[Start DATA SUPPLIED]

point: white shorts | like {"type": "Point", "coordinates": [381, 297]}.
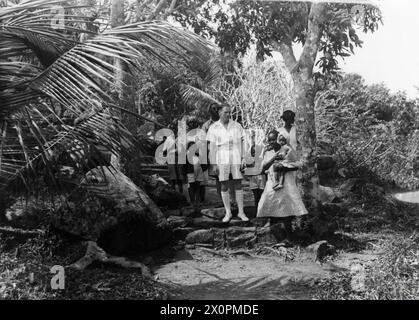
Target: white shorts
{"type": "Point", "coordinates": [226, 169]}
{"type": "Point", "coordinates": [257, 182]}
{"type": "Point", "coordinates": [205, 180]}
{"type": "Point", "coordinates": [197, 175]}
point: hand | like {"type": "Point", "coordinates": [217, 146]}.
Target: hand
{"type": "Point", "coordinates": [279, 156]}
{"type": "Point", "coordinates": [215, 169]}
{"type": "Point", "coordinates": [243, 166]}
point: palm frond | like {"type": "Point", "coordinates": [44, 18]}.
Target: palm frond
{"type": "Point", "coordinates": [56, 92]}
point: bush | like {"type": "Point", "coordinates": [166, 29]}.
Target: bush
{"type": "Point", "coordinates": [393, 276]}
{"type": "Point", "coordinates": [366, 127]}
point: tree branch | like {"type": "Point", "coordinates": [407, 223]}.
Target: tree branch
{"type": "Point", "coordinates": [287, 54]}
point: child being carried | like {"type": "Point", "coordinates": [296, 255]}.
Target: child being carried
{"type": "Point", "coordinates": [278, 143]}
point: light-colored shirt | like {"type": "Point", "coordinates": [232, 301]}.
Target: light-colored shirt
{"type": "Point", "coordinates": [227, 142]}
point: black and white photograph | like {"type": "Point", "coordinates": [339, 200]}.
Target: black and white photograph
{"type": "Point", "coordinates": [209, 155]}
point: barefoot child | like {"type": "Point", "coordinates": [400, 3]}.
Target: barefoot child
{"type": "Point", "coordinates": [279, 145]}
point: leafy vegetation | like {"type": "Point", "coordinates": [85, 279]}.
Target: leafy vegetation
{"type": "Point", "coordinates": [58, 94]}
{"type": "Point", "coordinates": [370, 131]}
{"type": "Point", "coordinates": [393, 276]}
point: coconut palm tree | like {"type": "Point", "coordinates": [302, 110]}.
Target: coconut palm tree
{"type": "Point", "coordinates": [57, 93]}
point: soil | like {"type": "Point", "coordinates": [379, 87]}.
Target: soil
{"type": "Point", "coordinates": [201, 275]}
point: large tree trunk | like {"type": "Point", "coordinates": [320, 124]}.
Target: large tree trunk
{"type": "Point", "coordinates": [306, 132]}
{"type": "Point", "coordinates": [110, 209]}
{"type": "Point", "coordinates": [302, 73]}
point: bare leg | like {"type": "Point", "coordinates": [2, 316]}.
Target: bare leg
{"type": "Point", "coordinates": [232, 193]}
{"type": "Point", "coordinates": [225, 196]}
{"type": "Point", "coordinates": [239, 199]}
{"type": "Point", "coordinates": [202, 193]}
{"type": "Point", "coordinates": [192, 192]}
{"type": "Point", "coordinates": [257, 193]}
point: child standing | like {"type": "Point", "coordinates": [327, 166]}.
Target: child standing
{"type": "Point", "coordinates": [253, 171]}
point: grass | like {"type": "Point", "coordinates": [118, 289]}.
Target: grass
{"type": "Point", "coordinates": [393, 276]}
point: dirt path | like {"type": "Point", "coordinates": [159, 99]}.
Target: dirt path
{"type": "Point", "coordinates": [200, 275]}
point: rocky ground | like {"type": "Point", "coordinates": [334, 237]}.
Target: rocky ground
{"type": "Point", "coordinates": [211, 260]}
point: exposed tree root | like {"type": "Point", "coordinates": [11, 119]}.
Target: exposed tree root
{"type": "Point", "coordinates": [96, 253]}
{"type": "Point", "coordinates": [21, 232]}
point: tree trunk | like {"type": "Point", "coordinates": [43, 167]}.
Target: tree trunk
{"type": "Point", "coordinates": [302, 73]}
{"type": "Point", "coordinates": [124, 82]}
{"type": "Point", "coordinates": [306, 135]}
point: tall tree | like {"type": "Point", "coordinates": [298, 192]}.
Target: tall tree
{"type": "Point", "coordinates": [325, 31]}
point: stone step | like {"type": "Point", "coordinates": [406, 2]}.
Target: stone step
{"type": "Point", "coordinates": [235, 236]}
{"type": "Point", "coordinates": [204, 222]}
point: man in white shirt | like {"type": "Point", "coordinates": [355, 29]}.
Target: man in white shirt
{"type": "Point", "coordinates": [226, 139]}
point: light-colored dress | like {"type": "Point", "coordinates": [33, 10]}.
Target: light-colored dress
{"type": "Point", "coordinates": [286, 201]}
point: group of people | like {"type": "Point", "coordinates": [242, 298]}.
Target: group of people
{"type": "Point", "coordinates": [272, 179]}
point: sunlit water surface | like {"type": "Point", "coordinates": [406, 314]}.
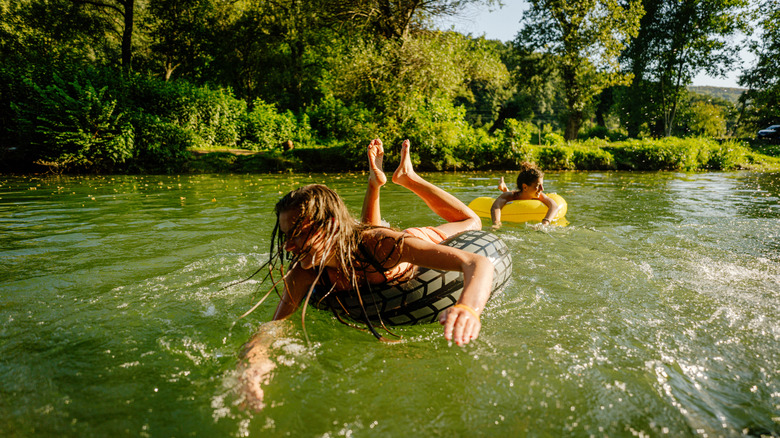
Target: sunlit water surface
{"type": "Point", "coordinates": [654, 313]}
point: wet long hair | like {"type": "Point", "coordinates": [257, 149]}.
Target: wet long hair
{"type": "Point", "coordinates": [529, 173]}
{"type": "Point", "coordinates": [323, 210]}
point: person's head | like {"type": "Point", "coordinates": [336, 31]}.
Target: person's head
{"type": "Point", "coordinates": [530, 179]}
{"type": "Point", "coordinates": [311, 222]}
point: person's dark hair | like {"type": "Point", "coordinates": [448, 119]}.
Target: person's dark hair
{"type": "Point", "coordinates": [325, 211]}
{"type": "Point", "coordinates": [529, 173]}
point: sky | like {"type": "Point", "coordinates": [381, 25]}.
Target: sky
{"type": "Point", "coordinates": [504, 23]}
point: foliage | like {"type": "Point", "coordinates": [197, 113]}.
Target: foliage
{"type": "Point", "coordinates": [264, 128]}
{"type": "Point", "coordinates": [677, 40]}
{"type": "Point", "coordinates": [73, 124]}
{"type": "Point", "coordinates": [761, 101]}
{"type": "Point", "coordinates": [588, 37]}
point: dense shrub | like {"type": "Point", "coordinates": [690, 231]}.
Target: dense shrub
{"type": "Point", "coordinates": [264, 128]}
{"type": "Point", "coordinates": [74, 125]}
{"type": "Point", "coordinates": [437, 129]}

[End DATA SUPPLIED]

STATED EXERCISE:
Rewrite all of the records above, substituting "Label" for every "Target" and leaving everything else unchanged. Leave the pictures out of your answer.

TASK ANSWER:
point: white shorts | like {"type": "Point", "coordinates": [381, 297]}.
Label: white shorts
{"type": "Point", "coordinates": [226, 169]}
{"type": "Point", "coordinates": [257, 182]}
{"type": "Point", "coordinates": [205, 180]}
{"type": "Point", "coordinates": [197, 175]}
point: hand | like {"type": "Point", "coordinates": [217, 146]}.
Label: hand
{"type": "Point", "coordinates": [279, 156]}
{"type": "Point", "coordinates": [215, 169]}
{"type": "Point", "coordinates": [243, 166]}
point: palm frond | like {"type": "Point", "coordinates": [44, 18]}.
Label: palm frond
{"type": "Point", "coordinates": [56, 92]}
point: bush | like {"type": "Point", "coordinates": [166, 29]}.
Label: bush
{"type": "Point", "coordinates": [393, 276]}
{"type": "Point", "coordinates": [366, 127]}
point: tree branch | like {"type": "Point", "coordinates": [407, 223]}.
Label: tree branch
{"type": "Point", "coordinates": [287, 54]}
point: child being carried | like {"type": "Point", "coordinates": [296, 255]}.
Label: child being carried
{"type": "Point", "coordinates": [278, 143]}
point: light-colored shirt | like {"type": "Point", "coordinates": [232, 301]}.
Label: light-colored shirt
{"type": "Point", "coordinates": [227, 142]}
point: black and white photograph | like {"type": "Point", "coordinates": [339, 200]}.
Label: black and white photograph
{"type": "Point", "coordinates": [209, 155]}
point: barefoot child | like {"type": "Point", "coordinates": [400, 3]}.
Label: barefoot child
{"type": "Point", "coordinates": [279, 145]}
point: leafy vegetation | like {"type": "Point", "coordinates": [85, 279]}.
Label: leafy vegetation
{"type": "Point", "coordinates": [58, 94]}
{"type": "Point", "coordinates": [370, 131]}
{"type": "Point", "coordinates": [393, 276]}
point: coconut palm tree | like {"type": "Point", "coordinates": [302, 110]}.
Label: coconut palm tree
{"type": "Point", "coordinates": [57, 93]}
point: soil | like {"type": "Point", "coordinates": [379, 87]}.
Label: soil
{"type": "Point", "coordinates": [201, 275]}
point: large tree trunk | like {"type": "Point", "coordinates": [320, 124]}.
Label: large tree trunk
{"type": "Point", "coordinates": [306, 132]}
{"type": "Point", "coordinates": [110, 209]}
{"type": "Point", "coordinates": [302, 73]}
point: bare leg | like {"type": "Point", "coordinates": [2, 316]}.
Label: bare leg
{"type": "Point", "coordinates": [232, 193]}
{"type": "Point", "coordinates": [225, 196]}
{"type": "Point", "coordinates": [239, 199]}
{"type": "Point", "coordinates": [202, 193]}
{"type": "Point", "coordinates": [192, 192]}
{"type": "Point", "coordinates": [257, 193]}
point: child standing | like {"type": "Point", "coordinates": [327, 166]}.
Label: child standing
{"type": "Point", "coordinates": [253, 171]}
point: grass | like {"type": "Point", "coordinates": [118, 289]}.
Label: grass
{"type": "Point", "coordinates": [393, 276]}
point: dirt path | like {"type": "Point", "coordinates": [159, 99]}.
Label: dirt path
{"type": "Point", "coordinates": [200, 275]}
point: rocky ground | like {"type": "Point", "coordinates": [334, 237]}.
Label: rocky ground
{"type": "Point", "coordinates": [211, 260]}
point: exposed tree root | like {"type": "Point", "coordinates": [11, 119]}.
Label: exposed tree root
{"type": "Point", "coordinates": [96, 253]}
{"type": "Point", "coordinates": [21, 232]}
point: tree trunk | like {"type": "Point", "coordinates": [43, 167]}.
Label: tree trunk
{"type": "Point", "coordinates": [302, 73]}
{"type": "Point", "coordinates": [124, 82]}
{"type": "Point", "coordinates": [306, 135]}
point: tall tree | like {"type": "Point", "coordinates": [298, 192]}.
Label: tall tree
{"type": "Point", "coordinates": [325, 31]}
point: stone step | like {"type": "Point", "coordinates": [406, 2]}.
Label: stone step
{"type": "Point", "coordinates": [235, 236]}
{"type": "Point", "coordinates": [204, 222]}
point: man in white shirt | like {"type": "Point", "coordinates": [355, 29]}.
Label: man in white shirt
{"type": "Point", "coordinates": [226, 139]}
point: light-colored dress | like {"type": "Point", "coordinates": [33, 10]}.
Label: light-colored dress
{"type": "Point", "coordinates": [286, 201]}
point: group of people | like {"type": "Point", "coordinates": [242, 298]}.
Label: group of people
{"type": "Point", "coordinates": [272, 179]}
point: sunlit water surface | like {"type": "Point", "coordinates": [406, 314]}.
Label: sunlit water surface
{"type": "Point", "coordinates": [654, 313]}
point: wet long hair | like {"type": "Point", "coordinates": [257, 149]}.
Label: wet long hair
{"type": "Point", "coordinates": [529, 173]}
{"type": "Point", "coordinates": [323, 210]}
point: person's head | like {"type": "Point", "coordinates": [336, 31]}.
Label: person's head
{"type": "Point", "coordinates": [530, 179]}
{"type": "Point", "coordinates": [311, 222]}
point: person's dark hair | like {"type": "Point", "coordinates": [448, 119]}.
Label: person's dark hair
{"type": "Point", "coordinates": [325, 211]}
{"type": "Point", "coordinates": [529, 173]}
point: sky | like {"type": "Point", "coordinates": [381, 25]}.
Label: sky
{"type": "Point", "coordinates": [504, 23]}
point: foliage | like {"type": "Point", "coordinates": [197, 113]}.
Label: foliage
{"type": "Point", "coordinates": [264, 128]}
{"type": "Point", "coordinates": [677, 40]}
{"type": "Point", "coordinates": [73, 124]}
{"type": "Point", "coordinates": [761, 101]}
{"type": "Point", "coordinates": [588, 37]}
point: dense shrub | like {"type": "Point", "coordinates": [690, 231]}.
Label: dense shrub
{"type": "Point", "coordinates": [264, 128]}
{"type": "Point", "coordinates": [74, 125]}
{"type": "Point", "coordinates": [437, 129]}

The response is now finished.